Benin’s former president Mathieu Kerekou, nicknamed “the chameleon”, died on Wednesday. He was 82.
“I announce with regret and deep sadness the death on Wednesday October 14 of President-General Mathieu Kerekou at about 1:30 pm local time (8:30 am EDT),” President Thomas Boni Yayi said in a statement.
The government said there would be one week of national mourning from Friday, with Benin’s flags to be flown at half-staff across the country.
Kerekou, who earned his peculiar nickname when he first came to power, famously said in a statement that he was planning on moving slowly and surely – like a chameleon – in the running of Benin.
But the name stuck and later was used to describe his ability to adapt to the changing times in order to stay in power.
Finally in 2006, he stepped down aged 72, having reached the constitutional age limit to serve as president.
Kerekou was one of the country’s towering political figures and led as both as a Marxist-inspired military ruler and a democratically elected president.

════

◆ Problems to work on ◆
1 > State whether each statement agrees with the passage about Mathieu Kerekou, answering yes or no and quoting the deciding words: (a) Kerekou was 82 when he died; (b) the government declared two weeks of national mourning; (c) Kerekou stepped down in 2006 at the age of 72.
2 > Duplicate the portion of the passage about Mathieu Kerekou that opens with the words containing "But the name" and closes with "democratically elected president.".
The items that come next are separate material and are not part of the passage about Mathieu Kerekou.

Lines of data:
════

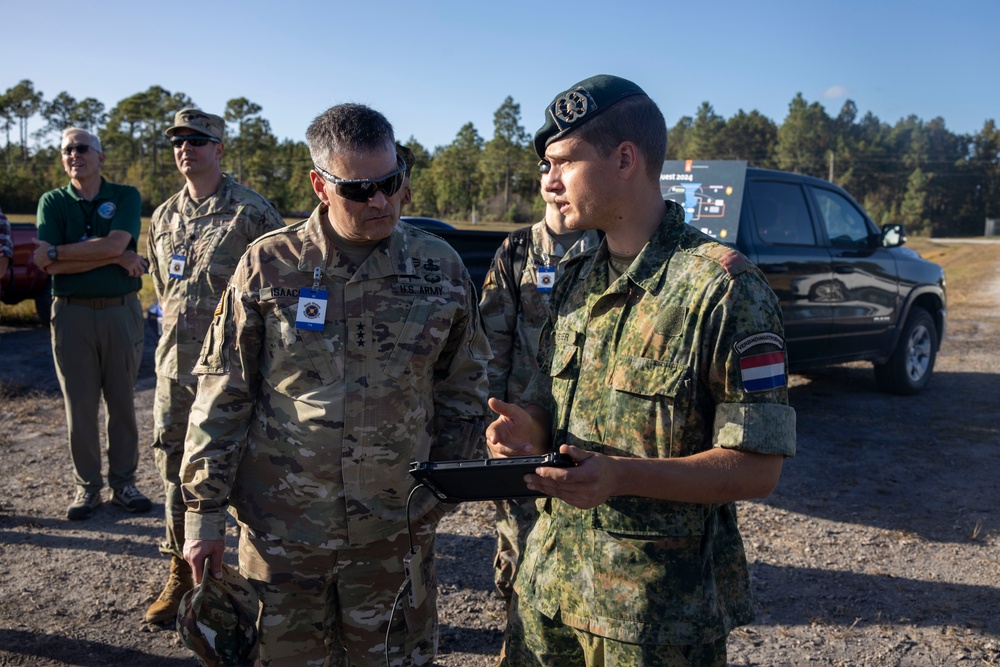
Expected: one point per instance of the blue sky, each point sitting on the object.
(431, 67)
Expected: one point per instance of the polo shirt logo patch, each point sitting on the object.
(107, 210)
(763, 371)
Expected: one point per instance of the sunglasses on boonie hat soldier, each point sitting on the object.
(196, 140)
(363, 189)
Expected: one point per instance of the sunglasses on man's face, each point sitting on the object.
(363, 189)
(80, 149)
(196, 140)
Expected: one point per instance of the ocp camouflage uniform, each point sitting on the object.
(307, 435)
(213, 235)
(512, 325)
(649, 367)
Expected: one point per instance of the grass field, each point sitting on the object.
(964, 263)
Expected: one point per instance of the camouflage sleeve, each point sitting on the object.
(228, 383)
(460, 387)
(500, 318)
(270, 220)
(748, 371)
(157, 264)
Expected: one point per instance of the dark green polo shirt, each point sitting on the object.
(64, 217)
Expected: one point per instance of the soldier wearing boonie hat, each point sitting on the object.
(199, 121)
(638, 555)
(195, 240)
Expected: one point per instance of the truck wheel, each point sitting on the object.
(909, 368)
(43, 303)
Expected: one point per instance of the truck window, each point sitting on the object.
(845, 226)
(781, 213)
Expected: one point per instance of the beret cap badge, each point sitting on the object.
(572, 106)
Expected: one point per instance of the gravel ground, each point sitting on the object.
(879, 547)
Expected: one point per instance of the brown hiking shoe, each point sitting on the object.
(164, 608)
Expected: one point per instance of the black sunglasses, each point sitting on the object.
(81, 149)
(363, 189)
(196, 140)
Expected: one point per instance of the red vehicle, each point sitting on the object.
(23, 279)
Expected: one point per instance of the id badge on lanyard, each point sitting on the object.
(311, 313)
(177, 262)
(546, 278)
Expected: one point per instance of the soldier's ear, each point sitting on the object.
(319, 186)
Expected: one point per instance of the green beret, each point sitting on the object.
(583, 101)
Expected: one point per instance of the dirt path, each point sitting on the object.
(881, 545)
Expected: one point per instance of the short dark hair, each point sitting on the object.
(404, 152)
(635, 118)
(348, 127)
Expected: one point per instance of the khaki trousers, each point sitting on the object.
(97, 352)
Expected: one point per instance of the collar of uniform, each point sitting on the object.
(388, 258)
(541, 237)
(650, 267)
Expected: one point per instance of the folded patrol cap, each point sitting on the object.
(217, 619)
(199, 121)
(583, 101)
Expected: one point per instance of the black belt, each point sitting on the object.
(98, 304)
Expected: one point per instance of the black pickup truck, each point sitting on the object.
(849, 290)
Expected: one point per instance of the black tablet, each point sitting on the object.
(483, 479)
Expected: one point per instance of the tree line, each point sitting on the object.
(917, 172)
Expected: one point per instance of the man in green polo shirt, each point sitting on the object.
(87, 235)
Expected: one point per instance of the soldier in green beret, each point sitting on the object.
(662, 374)
(345, 346)
(195, 239)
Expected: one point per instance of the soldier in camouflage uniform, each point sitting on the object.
(662, 374)
(6, 245)
(195, 240)
(514, 306)
(345, 346)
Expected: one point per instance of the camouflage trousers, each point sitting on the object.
(171, 408)
(334, 606)
(532, 638)
(514, 519)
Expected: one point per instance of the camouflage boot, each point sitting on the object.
(179, 583)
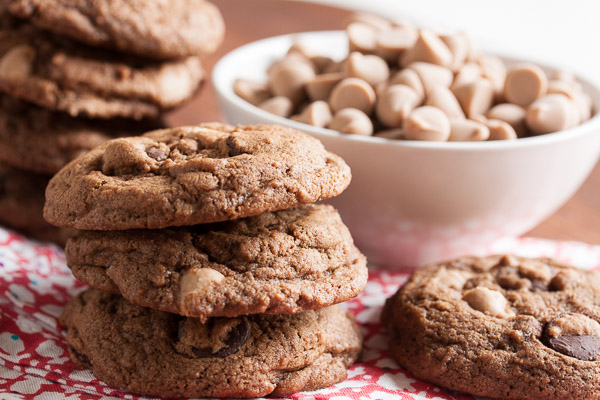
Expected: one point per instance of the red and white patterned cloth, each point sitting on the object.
(35, 284)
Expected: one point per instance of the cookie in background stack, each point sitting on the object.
(241, 273)
(62, 97)
(501, 327)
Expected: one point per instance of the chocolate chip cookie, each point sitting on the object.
(193, 175)
(158, 28)
(43, 141)
(161, 354)
(282, 262)
(500, 327)
(22, 202)
(63, 76)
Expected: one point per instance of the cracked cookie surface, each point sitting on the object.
(193, 175)
(157, 28)
(22, 202)
(64, 76)
(162, 354)
(500, 327)
(282, 262)
(43, 141)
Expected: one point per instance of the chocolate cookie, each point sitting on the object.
(500, 327)
(43, 141)
(161, 354)
(193, 175)
(158, 28)
(282, 262)
(22, 202)
(64, 76)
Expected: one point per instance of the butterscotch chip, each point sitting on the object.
(391, 43)
(321, 86)
(352, 93)
(552, 113)
(282, 262)
(467, 73)
(372, 69)
(42, 141)
(490, 302)
(493, 69)
(476, 97)
(373, 20)
(316, 114)
(64, 76)
(164, 355)
(525, 84)
(500, 130)
(395, 103)
(442, 98)
(512, 114)
(288, 80)
(253, 92)
(361, 37)
(556, 86)
(278, 105)
(432, 75)
(427, 48)
(193, 175)
(583, 101)
(157, 29)
(351, 120)
(409, 78)
(427, 123)
(518, 335)
(464, 130)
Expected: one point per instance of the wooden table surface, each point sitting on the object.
(250, 20)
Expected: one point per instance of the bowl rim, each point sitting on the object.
(223, 84)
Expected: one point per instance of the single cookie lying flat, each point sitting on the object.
(162, 354)
(22, 202)
(500, 327)
(43, 141)
(282, 262)
(64, 76)
(158, 28)
(193, 175)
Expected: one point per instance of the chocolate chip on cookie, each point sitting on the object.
(157, 28)
(281, 262)
(160, 354)
(193, 175)
(500, 327)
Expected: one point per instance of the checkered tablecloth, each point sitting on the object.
(35, 284)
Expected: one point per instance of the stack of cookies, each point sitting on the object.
(75, 74)
(212, 273)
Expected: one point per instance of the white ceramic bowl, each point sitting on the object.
(416, 202)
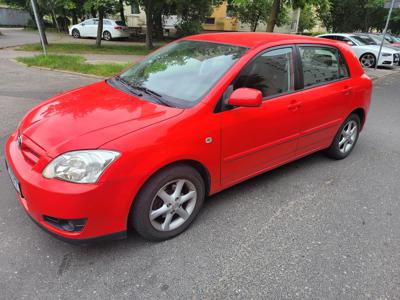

════

◆ Final answers ◆
1 >
(a) Yes: "He was 82."
(b) No: "one week of national mourning from Friday"
(c) Yes: "Finally in 2006, he stepped down aged 72"

2 >
But the name stuck and later was used to describe his ability to adapt to the changing times in order to stay in power.
Finally in 2006, he stepped down aged 72, having reached the constitutional age limit to serve as president.
Kerekou was one of the country’s towering political figures and led as both as a Marxist-inspired military ruler and a democratically elected president.